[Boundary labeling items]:
════════════════════

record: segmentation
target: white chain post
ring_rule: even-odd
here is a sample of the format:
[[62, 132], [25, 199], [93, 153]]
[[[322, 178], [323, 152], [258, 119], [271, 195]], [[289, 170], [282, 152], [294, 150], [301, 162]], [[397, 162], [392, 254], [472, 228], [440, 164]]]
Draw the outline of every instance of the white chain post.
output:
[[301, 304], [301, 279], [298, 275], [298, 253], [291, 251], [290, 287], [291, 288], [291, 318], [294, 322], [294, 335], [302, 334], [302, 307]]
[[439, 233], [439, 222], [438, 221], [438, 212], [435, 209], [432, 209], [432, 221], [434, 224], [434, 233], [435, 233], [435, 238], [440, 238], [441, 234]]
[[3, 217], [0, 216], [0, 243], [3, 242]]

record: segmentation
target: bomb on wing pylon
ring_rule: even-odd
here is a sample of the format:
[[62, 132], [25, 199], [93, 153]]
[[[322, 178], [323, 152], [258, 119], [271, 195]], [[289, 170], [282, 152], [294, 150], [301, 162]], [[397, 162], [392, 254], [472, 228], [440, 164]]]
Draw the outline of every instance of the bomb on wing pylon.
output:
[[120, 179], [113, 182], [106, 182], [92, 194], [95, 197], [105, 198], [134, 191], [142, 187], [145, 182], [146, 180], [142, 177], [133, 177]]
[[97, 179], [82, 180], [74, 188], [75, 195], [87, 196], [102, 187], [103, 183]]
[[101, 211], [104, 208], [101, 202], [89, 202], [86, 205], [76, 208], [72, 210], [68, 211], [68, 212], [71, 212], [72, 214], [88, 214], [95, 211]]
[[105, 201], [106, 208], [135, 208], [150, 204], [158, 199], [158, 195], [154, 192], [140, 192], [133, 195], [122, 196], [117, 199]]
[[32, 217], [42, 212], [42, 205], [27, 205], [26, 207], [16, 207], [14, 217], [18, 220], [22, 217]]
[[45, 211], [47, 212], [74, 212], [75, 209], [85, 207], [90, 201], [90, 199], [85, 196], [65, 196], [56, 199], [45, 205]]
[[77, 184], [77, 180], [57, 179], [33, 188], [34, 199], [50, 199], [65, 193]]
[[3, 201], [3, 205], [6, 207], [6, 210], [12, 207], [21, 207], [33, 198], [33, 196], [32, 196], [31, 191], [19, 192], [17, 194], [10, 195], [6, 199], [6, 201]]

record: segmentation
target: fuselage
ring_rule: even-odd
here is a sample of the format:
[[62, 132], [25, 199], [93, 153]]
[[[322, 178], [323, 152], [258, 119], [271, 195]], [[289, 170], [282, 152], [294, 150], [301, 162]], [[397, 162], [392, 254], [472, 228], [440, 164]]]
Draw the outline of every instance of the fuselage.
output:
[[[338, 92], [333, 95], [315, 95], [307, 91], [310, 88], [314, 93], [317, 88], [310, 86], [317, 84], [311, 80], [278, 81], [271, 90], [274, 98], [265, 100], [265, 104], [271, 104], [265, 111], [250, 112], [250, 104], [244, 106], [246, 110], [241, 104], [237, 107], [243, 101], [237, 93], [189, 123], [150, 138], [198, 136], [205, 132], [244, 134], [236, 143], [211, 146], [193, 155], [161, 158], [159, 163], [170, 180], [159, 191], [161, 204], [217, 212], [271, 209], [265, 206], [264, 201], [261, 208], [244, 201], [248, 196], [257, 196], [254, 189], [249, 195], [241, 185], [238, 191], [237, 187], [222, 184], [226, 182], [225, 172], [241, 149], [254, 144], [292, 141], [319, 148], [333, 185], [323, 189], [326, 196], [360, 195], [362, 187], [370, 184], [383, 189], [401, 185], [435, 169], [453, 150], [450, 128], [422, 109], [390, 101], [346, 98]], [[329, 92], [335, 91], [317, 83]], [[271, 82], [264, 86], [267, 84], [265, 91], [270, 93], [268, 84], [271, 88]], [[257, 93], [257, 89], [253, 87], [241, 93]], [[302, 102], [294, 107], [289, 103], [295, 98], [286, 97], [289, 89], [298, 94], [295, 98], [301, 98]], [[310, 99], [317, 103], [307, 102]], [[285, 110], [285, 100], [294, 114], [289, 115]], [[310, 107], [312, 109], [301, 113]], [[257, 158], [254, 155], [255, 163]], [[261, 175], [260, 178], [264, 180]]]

════════════════════

[WHAT NEEDS TO BE DONE]:
Extract each line of the records that contains the string "instance", and copy those lines in the order they appear.

[THE REPLY]:
Draw the outline of every instance of the white chain post.
Draw the outline of every instance of the bomb on wing pylon.
Draw the outline of every instance of the fuselage.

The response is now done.